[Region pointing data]
----

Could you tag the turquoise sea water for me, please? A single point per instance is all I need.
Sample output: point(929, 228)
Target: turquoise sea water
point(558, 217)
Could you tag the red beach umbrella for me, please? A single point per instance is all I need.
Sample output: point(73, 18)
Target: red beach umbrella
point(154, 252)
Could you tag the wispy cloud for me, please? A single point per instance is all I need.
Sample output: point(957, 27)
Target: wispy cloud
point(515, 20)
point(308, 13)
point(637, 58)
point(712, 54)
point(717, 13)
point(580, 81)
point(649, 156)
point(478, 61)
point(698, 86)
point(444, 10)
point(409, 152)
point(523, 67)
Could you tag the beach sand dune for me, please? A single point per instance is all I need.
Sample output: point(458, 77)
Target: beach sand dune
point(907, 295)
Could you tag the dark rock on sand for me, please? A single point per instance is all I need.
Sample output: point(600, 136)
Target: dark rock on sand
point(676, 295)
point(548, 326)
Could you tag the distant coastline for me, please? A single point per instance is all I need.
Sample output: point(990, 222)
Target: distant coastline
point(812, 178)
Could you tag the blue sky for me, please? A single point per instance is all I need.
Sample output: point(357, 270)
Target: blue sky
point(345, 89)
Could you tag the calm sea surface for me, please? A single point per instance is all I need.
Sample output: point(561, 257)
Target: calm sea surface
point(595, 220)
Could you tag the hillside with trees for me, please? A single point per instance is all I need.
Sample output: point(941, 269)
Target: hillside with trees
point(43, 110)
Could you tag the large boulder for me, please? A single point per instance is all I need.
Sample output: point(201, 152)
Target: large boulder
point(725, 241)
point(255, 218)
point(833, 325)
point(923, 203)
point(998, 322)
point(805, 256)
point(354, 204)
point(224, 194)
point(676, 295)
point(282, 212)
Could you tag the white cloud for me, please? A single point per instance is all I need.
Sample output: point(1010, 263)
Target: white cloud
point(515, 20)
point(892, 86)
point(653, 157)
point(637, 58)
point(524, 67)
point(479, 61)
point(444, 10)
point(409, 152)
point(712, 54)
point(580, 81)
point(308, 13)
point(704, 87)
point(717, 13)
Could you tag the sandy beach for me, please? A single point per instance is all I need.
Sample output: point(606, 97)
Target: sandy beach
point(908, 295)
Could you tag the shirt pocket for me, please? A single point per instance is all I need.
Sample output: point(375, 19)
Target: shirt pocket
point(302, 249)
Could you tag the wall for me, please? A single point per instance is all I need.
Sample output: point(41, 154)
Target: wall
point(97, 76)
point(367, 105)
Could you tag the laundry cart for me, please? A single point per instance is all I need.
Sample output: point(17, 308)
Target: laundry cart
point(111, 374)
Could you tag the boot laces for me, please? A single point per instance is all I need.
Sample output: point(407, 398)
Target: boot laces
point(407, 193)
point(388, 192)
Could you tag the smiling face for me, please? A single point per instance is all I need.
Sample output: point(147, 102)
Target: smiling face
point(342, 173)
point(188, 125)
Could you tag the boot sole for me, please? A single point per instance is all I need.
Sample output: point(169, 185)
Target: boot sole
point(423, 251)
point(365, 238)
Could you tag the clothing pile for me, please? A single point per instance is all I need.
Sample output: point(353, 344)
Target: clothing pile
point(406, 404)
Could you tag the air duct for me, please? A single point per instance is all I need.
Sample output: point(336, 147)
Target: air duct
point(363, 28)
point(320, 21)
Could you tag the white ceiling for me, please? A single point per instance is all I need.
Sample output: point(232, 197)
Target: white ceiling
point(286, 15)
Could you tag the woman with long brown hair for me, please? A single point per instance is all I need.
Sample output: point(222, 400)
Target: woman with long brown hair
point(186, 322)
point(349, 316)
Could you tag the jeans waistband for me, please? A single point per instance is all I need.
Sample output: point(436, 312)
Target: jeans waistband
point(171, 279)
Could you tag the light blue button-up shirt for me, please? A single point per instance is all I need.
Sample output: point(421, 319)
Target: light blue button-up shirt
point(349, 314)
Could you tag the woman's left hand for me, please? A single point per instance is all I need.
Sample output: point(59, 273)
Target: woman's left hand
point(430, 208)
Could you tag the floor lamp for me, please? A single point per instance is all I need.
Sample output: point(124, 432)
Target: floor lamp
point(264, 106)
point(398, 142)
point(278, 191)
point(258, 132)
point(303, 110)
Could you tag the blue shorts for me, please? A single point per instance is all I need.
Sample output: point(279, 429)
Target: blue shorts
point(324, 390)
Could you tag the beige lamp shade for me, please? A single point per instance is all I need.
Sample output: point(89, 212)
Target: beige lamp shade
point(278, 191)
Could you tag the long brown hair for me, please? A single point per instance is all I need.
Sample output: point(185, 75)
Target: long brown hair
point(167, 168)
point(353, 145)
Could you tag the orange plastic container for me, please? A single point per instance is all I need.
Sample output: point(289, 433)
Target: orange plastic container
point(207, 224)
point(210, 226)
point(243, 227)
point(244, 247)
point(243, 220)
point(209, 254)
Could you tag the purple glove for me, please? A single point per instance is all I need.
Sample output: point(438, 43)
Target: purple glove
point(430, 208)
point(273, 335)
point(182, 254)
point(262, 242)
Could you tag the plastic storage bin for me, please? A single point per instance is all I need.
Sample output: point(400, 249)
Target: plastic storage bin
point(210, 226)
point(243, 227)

----

I need all of the records above retyped exactly, please.

Could you tag the turquoise sea water for me, please? A single point per instance is all I need.
Sample output: point(929, 228)
Target: turquoise sea water
point(558, 217)
Could you tag the red beach umbrella for me, please? A single point per instance is all I need.
Sample output: point(73, 18)
Target: red beach umbrella
point(154, 252)
Could you tag the wispy cloud for me, please? A single point per instance is all I need.
Sample output: point(957, 27)
Target: wispy cloud
point(515, 20)
point(308, 13)
point(637, 58)
point(712, 54)
point(717, 13)
point(580, 81)
point(649, 156)
point(478, 61)
point(698, 86)
point(444, 10)
point(409, 152)
point(523, 67)
Could you tag the beach sand dune for me, please? A single point per instance is all I need.
Sample output: point(458, 77)
Target: beach sand dune
point(907, 295)
Could you tag the dark rock on sand for me, please? A single point per instance is all I need.
Sample output: point(600, 136)
Target: dark rock on sand
point(676, 295)
point(548, 326)
Could you tag the distant coastline for me, please? A single point per instance is all I need.
Sample output: point(990, 222)
Target: distant coastline
point(812, 178)
Could you tag the blue sky for me, please? A single point per instance is all I need.
Sample output: point(357, 270)
Target: blue sky
point(345, 89)
Could you tag the calm sea surface for me, please? A single point per instance is all I need.
Sample output: point(561, 257)
Target: calm sea surface
point(595, 220)
Could you tag the hillside with trees for me, please? A single point per instance is all I need.
Sample output: point(941, 269)
Target: hillside with trees
point(43, 110)
Could you tag the large boulder for me, please? A single point per instance is all I need.
Sample output: point(201, 152)
Target: large boulder
point(725, 241)
point(255, 218)
point(833, 325)
point(923, 203)
point(998, 322)
point(805, 256)
point(354, 204)
point(224, 194)
point(676, 295)
point(282, 212)
Could you tag the white cloud for me, please? A single point per instance is all I need.
Sample output: point(1010, 263)
Target: white cloud
point(515, 20)
point(892, 86)
point(653, 157)
point(637, 58)
point(524, 67)
point(479, 61)
point(444, 10)
point(409, 152)
point(712, 54)
point(580, 81)
point(308, 13)
point(704, 87)
point(717, 13)
Could you tag the sandy beach for me, please? A single point per instance is all I need.
Sample output: point(606, 97)
Target: sandy beach
point(908, 295)
Could you tag the shirt pocket for me, please? A single point per instance is all I need.
Sample output: point(375, 19)
Target: shirt pocket
point(302, 249)
Could you tag the wall for me, please? A single point per instance is all I need.
Sample output: point(41, 154)
Target: wall
point(97, 76)
point(367, 105)
Could you tag the laundry cart for me, please? A single point per instance is all I need.
Sample output: point(17, 308)
Target: laundry cart
point(111, 374)
Could you tag the boot laces for me, please? A single point per instance is all I need.
Sample output: point(407, 398)
Target: boot laces
point(407, 193)
point(388, 192)
Could you tag the smiling face for me, please? A single point per instance is all I need.
Sample output: point(147, 102)
Target: smiling face
point(342, 173)
point(188, 125)
Could you tag the boot sole for me, please? A single point per instance is all I need.
Sample output: point(169, 185)
Target: boot sole
point(423, 251)
point(365, 238)
Could you tag the clothing pile for me, please? A single point per instance is all I need.
Sample output: point(353, 344)
Target: clothing pile
point(406, 404)
Could you tag the air duct for me, please? A single point per instance is all I need.
Sample output: point(336, 147)
Target: air duct
point(363, 28)
point(320, 21)
Could you tag the white ceiling for me, please? A single point per instance is all I need.
Sample output: point(232, 197)
Target: white ceiling
point(286, 15)
Could you tag the woman with long brown hair for me, please? A single point per instance is all I need.
Sample output: point(222, 400)
Target: woman with long brown hair
point(186, 322)
point(349, 316)
Could you tag the jeans waistband for me, please? A single point per instance is all I need.
Sample output: point(436, 312)
Target: jeans waistband
point(171, 279)
Could you tag the light blue button-up shirt for me, please? A single point per instance is all I need.
Sample output: point(421, 319)
Target: light blue button-up shirt
point(349, 314)
Could you tag the woman's left hand for me, please? A single point per instance is all I need.
Sample output: point(59, 273)
Target: woman's left hand
point(430, 208)
Could you tag the floor lamp for me, please? A single point per instance is all I need.
Sample output: point(124, 432)
Target: floor lamp
point(264, 106)
point(398, 142)
point(278, 191)
point(258, 132)
point(303, 110)
Could you tag the blue shorts for me, please? A single point per instance is all I need.
Sample output: point(279, 429)
Target: blue shorts
point(324, 390)
Could you tag the beige lamp shade for me, please? A single point per instance is all I need.
Sample output: point(89, 212)
Target: beige lamp shade
point(278, 191)
Could you tag the long brown hair for me, please? A single point per instance is all I need.
Sample output: point(185, 75)
Target: long brown hair
point(167, 168)
point(353, 145)
Could you tag the orange plastic container for me, please? A single point per instance is all I need.
Sample output: point(289, 433)
Target: orange plastic container
point(207, 224)
point(210, 226)
point(243, 227)
point(244, 247)
point(243, 220)
point(209, 254)
Could you tag the purple glove for me, please? A single point per instance is all I need.
Sample output: point(438, 43)
Target: purple glove
point(430, 208)
point(273, 335)
point(182, 254)
point(262, 242)
Could you tag the plastic storage bin for me, please? A single point per instance is all I need.
Sample output: point(400, 249)
Target: plastic storage bin
point(210, 226)
point(243, 227)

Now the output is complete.